WRITTEN REQUEST
Set down the line that contains "find | white foam" and every line after it to the end of the entries, exactly as they stand and nothing more.

(Source records)
○ ○ ○ ○

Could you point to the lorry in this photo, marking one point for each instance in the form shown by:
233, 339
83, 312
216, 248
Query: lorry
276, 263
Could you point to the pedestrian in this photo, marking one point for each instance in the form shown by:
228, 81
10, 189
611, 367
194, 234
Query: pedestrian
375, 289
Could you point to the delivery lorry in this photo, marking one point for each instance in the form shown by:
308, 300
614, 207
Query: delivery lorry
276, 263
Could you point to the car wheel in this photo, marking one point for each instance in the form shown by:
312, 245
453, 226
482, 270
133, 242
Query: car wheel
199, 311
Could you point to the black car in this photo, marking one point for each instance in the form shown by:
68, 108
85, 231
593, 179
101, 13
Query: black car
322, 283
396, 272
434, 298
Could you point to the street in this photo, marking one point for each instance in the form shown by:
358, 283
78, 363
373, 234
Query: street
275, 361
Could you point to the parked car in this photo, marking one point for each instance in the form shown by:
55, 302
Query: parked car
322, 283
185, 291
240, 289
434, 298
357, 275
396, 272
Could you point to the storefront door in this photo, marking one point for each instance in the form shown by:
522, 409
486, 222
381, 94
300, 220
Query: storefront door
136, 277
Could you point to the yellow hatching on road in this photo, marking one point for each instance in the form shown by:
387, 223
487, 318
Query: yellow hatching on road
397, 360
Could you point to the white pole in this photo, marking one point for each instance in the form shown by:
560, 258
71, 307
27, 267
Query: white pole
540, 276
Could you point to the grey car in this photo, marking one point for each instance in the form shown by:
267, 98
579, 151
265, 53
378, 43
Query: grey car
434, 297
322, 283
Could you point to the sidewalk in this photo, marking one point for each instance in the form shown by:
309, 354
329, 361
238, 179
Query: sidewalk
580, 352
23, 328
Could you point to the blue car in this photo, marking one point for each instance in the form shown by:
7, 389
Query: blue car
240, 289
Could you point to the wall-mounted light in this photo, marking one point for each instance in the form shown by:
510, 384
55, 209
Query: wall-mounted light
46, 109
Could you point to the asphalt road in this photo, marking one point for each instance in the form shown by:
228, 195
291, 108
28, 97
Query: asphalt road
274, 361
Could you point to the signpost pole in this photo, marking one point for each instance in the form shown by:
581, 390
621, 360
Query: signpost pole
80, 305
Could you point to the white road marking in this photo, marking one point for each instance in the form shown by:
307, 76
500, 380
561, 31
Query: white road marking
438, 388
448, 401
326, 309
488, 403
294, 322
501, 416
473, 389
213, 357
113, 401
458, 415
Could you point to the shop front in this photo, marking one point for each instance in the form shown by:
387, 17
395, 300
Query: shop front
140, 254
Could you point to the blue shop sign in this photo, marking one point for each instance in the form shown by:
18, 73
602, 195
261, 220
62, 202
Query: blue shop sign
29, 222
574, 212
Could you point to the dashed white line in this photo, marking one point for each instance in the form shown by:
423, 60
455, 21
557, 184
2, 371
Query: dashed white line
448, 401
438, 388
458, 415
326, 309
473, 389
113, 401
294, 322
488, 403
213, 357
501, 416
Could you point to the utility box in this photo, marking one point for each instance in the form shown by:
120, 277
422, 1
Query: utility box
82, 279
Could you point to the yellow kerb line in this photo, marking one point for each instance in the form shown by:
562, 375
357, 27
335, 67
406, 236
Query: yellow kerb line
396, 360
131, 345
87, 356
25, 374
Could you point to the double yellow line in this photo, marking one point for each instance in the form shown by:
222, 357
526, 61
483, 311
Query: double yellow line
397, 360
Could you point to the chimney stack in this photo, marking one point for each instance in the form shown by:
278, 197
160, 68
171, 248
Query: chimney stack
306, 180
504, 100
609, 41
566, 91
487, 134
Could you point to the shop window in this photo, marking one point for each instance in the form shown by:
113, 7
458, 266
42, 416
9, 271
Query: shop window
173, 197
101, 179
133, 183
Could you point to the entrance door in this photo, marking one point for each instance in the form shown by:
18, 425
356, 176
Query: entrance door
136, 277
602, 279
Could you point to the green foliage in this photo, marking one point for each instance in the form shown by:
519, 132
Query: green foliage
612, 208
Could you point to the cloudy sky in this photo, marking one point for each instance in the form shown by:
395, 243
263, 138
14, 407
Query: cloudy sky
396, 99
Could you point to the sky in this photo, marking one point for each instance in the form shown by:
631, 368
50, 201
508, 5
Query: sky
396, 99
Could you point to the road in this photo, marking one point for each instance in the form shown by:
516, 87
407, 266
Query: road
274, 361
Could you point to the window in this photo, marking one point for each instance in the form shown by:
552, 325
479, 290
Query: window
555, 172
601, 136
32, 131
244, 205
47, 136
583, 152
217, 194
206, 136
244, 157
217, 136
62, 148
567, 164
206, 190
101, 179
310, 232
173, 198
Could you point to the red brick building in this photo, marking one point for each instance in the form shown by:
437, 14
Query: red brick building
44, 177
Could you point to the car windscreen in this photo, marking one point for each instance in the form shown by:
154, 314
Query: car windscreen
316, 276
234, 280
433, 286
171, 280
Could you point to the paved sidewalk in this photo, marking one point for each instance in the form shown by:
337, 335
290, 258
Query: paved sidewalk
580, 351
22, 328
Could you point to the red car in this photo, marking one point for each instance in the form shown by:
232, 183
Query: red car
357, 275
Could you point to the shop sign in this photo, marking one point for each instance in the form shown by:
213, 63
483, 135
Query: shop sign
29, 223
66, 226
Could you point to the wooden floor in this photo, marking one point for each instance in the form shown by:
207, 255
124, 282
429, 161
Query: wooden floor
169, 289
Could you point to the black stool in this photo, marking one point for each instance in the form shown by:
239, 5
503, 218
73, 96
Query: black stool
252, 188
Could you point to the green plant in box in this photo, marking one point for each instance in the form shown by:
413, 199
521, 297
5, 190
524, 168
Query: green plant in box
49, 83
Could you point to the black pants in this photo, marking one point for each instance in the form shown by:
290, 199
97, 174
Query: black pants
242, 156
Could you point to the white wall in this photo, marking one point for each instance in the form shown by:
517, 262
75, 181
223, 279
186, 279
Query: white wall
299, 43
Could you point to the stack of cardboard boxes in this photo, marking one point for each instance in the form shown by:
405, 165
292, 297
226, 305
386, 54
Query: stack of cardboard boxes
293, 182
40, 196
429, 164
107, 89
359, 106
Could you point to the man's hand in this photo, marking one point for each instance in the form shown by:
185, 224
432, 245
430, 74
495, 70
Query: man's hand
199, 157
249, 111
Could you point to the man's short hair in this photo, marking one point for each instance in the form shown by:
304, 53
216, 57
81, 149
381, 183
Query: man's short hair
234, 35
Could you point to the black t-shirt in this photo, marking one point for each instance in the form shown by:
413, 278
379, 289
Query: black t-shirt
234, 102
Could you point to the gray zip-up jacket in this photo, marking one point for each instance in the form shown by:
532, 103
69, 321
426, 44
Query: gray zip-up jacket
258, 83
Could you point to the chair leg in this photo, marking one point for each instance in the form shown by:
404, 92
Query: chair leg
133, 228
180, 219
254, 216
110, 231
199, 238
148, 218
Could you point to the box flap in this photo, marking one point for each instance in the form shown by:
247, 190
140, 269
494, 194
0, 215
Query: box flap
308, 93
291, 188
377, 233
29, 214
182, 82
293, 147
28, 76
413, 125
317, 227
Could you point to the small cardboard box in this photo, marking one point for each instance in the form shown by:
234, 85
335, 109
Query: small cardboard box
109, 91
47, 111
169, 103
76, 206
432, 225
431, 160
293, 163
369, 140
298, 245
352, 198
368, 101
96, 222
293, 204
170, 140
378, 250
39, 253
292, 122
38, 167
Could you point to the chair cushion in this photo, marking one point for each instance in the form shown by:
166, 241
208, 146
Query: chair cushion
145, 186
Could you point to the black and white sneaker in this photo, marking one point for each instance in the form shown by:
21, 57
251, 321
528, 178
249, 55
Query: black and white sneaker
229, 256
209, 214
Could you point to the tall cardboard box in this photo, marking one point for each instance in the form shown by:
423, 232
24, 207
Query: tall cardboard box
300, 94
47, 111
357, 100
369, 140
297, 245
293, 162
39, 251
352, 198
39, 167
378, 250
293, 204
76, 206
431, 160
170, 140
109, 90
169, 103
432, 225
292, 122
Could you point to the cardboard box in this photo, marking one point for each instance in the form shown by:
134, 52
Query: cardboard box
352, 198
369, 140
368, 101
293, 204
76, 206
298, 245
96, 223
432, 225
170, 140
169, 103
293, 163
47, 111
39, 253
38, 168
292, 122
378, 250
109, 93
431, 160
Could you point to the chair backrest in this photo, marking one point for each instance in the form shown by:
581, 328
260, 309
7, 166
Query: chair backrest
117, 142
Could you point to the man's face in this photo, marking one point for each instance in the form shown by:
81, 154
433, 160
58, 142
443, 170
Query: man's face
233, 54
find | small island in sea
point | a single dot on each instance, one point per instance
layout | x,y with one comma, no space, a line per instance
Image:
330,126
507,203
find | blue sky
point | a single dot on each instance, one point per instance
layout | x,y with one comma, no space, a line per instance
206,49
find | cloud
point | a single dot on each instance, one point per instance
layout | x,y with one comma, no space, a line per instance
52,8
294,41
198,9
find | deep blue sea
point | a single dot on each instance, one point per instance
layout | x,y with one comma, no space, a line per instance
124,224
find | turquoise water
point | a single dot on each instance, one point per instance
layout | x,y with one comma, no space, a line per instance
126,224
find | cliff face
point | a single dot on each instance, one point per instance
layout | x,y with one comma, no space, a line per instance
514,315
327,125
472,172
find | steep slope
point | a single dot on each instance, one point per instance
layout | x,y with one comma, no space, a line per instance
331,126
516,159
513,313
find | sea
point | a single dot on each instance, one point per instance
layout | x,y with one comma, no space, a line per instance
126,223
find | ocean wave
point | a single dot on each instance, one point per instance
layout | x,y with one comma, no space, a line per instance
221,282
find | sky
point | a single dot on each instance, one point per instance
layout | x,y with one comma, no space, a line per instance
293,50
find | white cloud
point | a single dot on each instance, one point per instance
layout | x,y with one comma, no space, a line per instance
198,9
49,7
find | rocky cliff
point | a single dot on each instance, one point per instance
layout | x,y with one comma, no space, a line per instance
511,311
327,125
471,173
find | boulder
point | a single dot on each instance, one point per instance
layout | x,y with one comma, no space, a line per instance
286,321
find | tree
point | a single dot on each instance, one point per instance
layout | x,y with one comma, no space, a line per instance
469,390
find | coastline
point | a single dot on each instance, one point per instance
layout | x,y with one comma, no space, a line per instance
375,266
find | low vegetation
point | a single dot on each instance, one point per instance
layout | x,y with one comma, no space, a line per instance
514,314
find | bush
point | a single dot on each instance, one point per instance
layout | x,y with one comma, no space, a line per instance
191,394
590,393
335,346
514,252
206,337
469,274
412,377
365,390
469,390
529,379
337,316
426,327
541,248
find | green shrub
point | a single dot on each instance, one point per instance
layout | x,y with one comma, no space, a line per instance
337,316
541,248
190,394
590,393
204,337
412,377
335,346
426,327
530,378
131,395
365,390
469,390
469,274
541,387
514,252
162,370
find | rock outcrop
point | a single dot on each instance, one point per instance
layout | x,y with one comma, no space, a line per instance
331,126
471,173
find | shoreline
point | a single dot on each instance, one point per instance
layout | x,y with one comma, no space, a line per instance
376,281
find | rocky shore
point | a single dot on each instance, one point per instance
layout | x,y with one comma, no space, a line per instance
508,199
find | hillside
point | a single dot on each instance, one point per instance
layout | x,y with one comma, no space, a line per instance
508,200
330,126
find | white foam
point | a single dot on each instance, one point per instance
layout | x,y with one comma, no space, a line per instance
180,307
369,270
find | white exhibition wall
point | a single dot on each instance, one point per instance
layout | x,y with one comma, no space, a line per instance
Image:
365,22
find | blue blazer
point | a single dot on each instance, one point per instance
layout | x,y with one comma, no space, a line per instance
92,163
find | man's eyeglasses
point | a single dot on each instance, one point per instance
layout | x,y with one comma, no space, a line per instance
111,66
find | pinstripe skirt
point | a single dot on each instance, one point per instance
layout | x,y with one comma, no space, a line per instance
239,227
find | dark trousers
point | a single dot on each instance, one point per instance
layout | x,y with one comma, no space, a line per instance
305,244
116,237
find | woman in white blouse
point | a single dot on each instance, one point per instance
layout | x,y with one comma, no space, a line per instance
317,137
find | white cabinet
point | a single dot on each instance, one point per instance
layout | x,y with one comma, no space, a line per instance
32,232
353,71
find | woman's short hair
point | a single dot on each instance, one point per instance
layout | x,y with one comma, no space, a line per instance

○ ○ ○ ○

CORRECT RESPONSE
find | white foam
point | a single dot on each instance, one point per instance
layout | x,y with one comma, no space, a line per instance
180,307
369,270
find | white exhibition wall
point | a single dot on each instance, one point per instance
layout | x,y with one comma, no space, a line per instance
Image:
365,22
find | blue blazer
point | a single dot on each instance, one point per instance
layout | x,y with one comma, no space, a line per instance
92,163
find | man's eyeglasses
point | a single dot on each instance, one point per instance
layout | x,y with one comma, no space, a line per instance
111,66
find | pinstripe skirt
point | a single dot on each instance, one point per instance
layout | x,y with one comma, no space, a line per instance
239,227
find | dark trousers
point | a single dot on each instance, one point per instance
layout | x,y with one comma, no space, a line per instance
305,244
116,237
find | woman in white blouse
point | a single dot on each instance, one point per instance
layout | x,y with one comma, no space, a line per instance
317,137
find | white cabinet
point | a single dot on each instance, one point per instance
layout | x,y with one comma, no space, a line per instance
32,232
353,71
find | woman's short hair
point | a single dot on each instance, one point per instance
layout | x,y with one comma, no space, a line per instance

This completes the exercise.